(Source material)

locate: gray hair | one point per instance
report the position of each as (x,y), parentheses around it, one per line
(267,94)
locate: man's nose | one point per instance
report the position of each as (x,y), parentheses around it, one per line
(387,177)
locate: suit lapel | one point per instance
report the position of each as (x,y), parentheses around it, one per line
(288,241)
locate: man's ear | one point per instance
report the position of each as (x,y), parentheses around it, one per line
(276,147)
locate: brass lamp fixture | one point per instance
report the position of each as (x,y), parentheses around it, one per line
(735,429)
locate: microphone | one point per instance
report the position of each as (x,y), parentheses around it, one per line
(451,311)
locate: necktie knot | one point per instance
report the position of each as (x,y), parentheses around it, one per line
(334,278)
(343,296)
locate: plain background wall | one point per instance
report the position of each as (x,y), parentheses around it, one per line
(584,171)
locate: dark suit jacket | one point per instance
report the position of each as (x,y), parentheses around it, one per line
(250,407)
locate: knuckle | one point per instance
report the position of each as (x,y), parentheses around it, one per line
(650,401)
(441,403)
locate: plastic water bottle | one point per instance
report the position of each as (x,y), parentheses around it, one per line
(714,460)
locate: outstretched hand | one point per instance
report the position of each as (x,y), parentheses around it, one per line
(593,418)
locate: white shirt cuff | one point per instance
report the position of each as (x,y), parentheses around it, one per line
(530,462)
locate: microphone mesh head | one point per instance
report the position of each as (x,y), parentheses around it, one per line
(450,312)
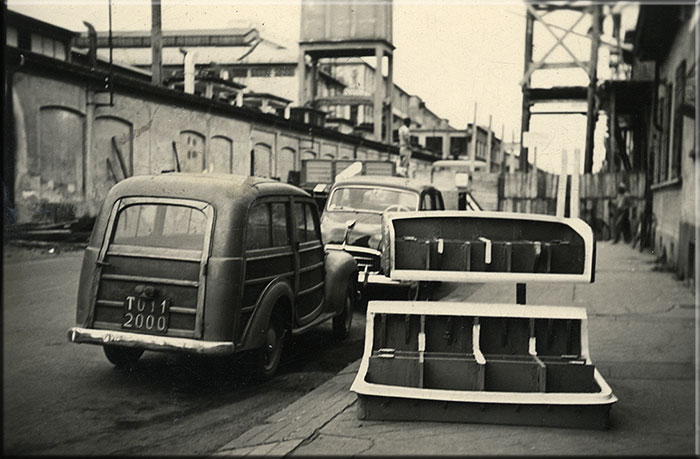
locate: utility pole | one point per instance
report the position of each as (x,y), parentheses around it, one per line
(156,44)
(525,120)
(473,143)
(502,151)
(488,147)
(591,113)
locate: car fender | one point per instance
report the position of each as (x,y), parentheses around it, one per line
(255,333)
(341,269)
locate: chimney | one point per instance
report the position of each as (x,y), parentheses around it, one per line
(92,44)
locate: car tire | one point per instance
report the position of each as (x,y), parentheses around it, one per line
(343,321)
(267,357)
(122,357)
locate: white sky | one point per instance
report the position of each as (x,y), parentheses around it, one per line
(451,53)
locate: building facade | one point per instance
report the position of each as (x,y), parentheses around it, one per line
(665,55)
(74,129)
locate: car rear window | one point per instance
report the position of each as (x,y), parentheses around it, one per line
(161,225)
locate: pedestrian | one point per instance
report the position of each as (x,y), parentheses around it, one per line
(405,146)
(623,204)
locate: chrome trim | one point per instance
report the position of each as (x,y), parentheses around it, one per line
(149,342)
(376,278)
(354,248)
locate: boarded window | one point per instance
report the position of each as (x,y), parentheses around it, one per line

(End Source material)

» **Exercise requirements**: Print every line from the one that contains "locate: building facade" to the end of the records, exactly as written, and nothing more.

» **Task output**:
locate: building facade | one point per instance
report the position of each as (x,y), parentheses around it, one per line
(665,55)
(74,129)
locate: car rear window | one point per instance
report the position of each as (x,y), parentheses around it, one per line
(161,225)
locate: pedestrian | one point per instance
report the position of each as (x,y), parentheses around it, one per line
(405,146)
(623,204)
locate: chrome trim | one point per instance
report the position of each as (x,y), parentheses around it, one per line
(149,342)
(376,278)
(354,248)
locate: boarded window | one point per instance
report the position of each as (x,y), parentheses around it, one per line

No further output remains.